*Data in this exercise:*
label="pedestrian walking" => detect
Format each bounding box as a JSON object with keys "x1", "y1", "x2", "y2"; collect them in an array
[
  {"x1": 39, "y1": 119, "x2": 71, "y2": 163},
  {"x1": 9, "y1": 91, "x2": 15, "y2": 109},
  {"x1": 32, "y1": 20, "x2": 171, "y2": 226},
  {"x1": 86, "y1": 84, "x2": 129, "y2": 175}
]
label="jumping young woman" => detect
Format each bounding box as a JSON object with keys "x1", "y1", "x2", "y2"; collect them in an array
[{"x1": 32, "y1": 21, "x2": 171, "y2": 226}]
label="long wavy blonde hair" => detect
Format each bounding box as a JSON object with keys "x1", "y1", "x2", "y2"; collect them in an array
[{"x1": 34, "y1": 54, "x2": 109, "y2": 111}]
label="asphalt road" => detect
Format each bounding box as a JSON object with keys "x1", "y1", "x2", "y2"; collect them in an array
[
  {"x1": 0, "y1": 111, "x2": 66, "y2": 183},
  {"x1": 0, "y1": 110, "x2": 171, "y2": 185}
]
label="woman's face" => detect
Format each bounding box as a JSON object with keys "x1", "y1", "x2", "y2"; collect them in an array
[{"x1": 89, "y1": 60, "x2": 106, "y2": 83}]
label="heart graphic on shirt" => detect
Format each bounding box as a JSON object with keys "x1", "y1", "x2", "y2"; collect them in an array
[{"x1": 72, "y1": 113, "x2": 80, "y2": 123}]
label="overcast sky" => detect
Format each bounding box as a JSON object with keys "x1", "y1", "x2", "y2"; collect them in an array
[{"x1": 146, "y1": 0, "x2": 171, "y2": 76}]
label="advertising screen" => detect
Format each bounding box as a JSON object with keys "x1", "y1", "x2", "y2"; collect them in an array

*Work instructions:*
Write out all of the lines above again, requests included, shifting every bounding box coordinate in the answers by -97.

*Right answer:*
label="pedestrian walking" => detect
Format each bounding box as a JSON object with keys "x1", "y1", "x2", "y2"; collect them in an array
[
  {"x1": -58, "y1": 22, "x2": -26, "y2": 66},
  {"x1": -88, "y1": -6, "x2": -82, "y2": 12},
  {"x1": -65, "y1": -77, "x2": 74, "y2": 129},
  {"x1": -11, "y1": -13, "x2": 32, "y2": 78}
]
label="jumping young woman" => detect
Format each bounding box as a JSON object with keys "x1", "y1", "x2", "y2"; collect them in an array
[{"x1": -65, "y1": -76, "x2": 74, "y2": 129}]
label="long wavy blonde hair" => detect
Format each bounding box as a JSON object with keys "x1", "y1", "x2", "y2"; collect them in an array
[{"x1": -63, "y1": -43, "x2": 12, "y2": 14}]
label="asphalt road" => detect
Format each bounding box as a JSON object with keys "x1", "y1", "x2", "y2"; collect them in an array
[
  {"x1": -97, "y1": 14, "x2": -31, "y2": 86},
  {"x1": -97, "y1": 13, "x2": 74, "y2": 88}
]
label="woman's face" => detect
Format each bounding box as a JSON object with keys "x1", "y1", "x2", "y2"; collect them in an array
[{"x1": -8, "y1": -37, "x2": 9, "y2": -14}]
label="heart graphic on shirt" => detect
Format each bounding box as a JSON object with keys "x1", "y1", "x2", "y2"; collect them in an array
[{"x1": -25, "y1": 16, "x2": -17, "y2": 26}]
label="overcast sky" => detect
Format each bounding box as a JSON object with keys "x1", "y1", "x2", "y2"; collect them in an array
[{"x1": 49, "y1": -97, "x2": 74, "y2": -21}]
label="advertising screen" => detect
Format each bounding box as a JSON object with keys "x1", "y1", "x2", "y2"; collect them in an array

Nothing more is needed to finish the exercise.